-- Begin The data --
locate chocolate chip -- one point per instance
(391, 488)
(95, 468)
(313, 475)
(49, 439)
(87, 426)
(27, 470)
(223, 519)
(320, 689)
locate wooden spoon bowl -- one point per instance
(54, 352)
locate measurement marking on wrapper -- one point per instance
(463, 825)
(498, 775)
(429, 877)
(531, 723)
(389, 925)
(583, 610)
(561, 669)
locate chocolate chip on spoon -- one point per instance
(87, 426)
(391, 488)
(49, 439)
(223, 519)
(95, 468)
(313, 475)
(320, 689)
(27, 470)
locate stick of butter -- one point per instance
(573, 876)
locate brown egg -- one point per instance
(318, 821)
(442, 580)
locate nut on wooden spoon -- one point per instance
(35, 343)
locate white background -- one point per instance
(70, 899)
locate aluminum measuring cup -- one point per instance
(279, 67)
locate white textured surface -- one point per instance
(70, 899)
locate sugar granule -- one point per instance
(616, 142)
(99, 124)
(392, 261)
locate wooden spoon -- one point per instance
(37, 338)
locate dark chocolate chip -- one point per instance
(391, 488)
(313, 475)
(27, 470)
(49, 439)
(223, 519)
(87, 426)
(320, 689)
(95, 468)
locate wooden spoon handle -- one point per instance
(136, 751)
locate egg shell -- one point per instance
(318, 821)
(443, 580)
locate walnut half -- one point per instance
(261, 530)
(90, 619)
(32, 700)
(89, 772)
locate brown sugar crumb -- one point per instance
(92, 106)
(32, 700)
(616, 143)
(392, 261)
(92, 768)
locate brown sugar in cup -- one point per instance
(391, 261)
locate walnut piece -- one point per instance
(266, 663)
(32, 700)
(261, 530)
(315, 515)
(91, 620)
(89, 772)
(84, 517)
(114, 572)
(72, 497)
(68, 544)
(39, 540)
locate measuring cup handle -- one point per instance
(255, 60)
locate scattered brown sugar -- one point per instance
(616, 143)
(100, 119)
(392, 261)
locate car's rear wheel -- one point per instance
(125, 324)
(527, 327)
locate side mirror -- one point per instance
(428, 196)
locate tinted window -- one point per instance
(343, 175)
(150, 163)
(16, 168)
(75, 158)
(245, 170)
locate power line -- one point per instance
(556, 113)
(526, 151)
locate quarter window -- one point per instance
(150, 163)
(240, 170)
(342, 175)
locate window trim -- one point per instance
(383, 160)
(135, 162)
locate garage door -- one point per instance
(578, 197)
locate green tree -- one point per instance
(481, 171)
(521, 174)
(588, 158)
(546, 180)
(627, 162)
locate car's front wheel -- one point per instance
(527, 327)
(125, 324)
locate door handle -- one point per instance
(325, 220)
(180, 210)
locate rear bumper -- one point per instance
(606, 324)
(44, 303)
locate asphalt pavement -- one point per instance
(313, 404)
-- End The data --
# Written request:
Print the records above line for line, with no changes.

# Solution for this problem:
locate chocolate chip -- one point per instance
(391, 488)
(95, 468)
(313, 475)
(49, 439)
(87, 426)
(27, 470)
(223, 519)
(320, 689)
locate wooden spoon bowl -- one point per instance
(54, 352)
locate measurement marking on wrapper -- one point per instance
(463, 825)
(498, 775)
(429, 877)
(531, 723)
(389, 925)
(583, 610)
(561, 669)
locate chocolate chip on spoon -- one point per instance
(87, 426)
(391, 488)
(49, 439)
(223, 519)
(95, 468)
(313, 475)
(320, 689)
(27, 470)
locate stick of butter -- one point per instance
(573, 876)
locate brown egg -- one point per instance
(318, 821)
(442, 580)
locate nut on wooden spoon -- one point per instance
(35, 343)
locate white background -- one point per instance
(70, 899)
locate aluminum measuring cup -- one point per instance
(279, 67)
locate white textured surface -- one point per instance
(70, 899)
locate sugar granule -- one point per instance
(616, 142)
(99, 124)
(392, 261)
locate wooden spoon -- one point per instance
(37, 338)
locate dark chocolate chip -- one point per instance
(391, 488)
(313, 475)
(27, 470)
(49, 439)
(223, 519)
(87, 426)
(320, 689)
(95, 468)
locate wooden spoon handle -- one point per instance
(136, 751)
locate egg shell -- one point per instance
(318, 821)
(443, 580)
locate walnut half -- one point per instance
(261, 530)
(90, 619)
(32, 700)
(89, 772)
locate brown sugar crumb -- one point per instance
(92, 106)
(32, 700)
(616, 143)
(392, 261)
(92, 768)
locate brown sugar in cup -- one point per instance
(391, 261)
locate walnut piece -- one point per instance
(266, 663)
(32, 700)
(261, 530)
(315, 515)
(91, 620)
(89, 772)
(84, 517)
(114, 572)
(72, 497)
(68, 544)
(39, 540)
locate measuring cup handle -- one point per instance
(255, 60)
locate scattered brown sugar -- one point per instance
(616, 143)
(100, 119)
(392, 261)
locate car's rear wheel -- one point per instance
(125, 324)
(527, 327)
locate side mirror -- one point per instance
(428, 196)
locate tinted window -- one point per instance
(343, 175)
(150, 163)
(16, 168)
(75, 158)
(245, 170)
locate power line -- one point per instance
(556, 113)
(526, 151)
locate quarter window -- one point per instance
(150, 163)
(240, 170)
(342, 175)
locate window trim -- one point per instance
(383, 160)
(135, 162)
locate garage door -- one point per instance
(578, 197)
locate green tree -- one point per instance
(481, 171)
(521, 174)
(588, 158)
(546, 180)
(627, 162)
locate car's front wheel -- one point per instance
(527, 327)
(125, 324)
locate door handle -- one point per instance
(325, 220)
(180, 210)
locate rear bumper -- one point per instance
(606, 324)
(44, 303)
locate asphalt pavement -- one point per instance
(313, 404)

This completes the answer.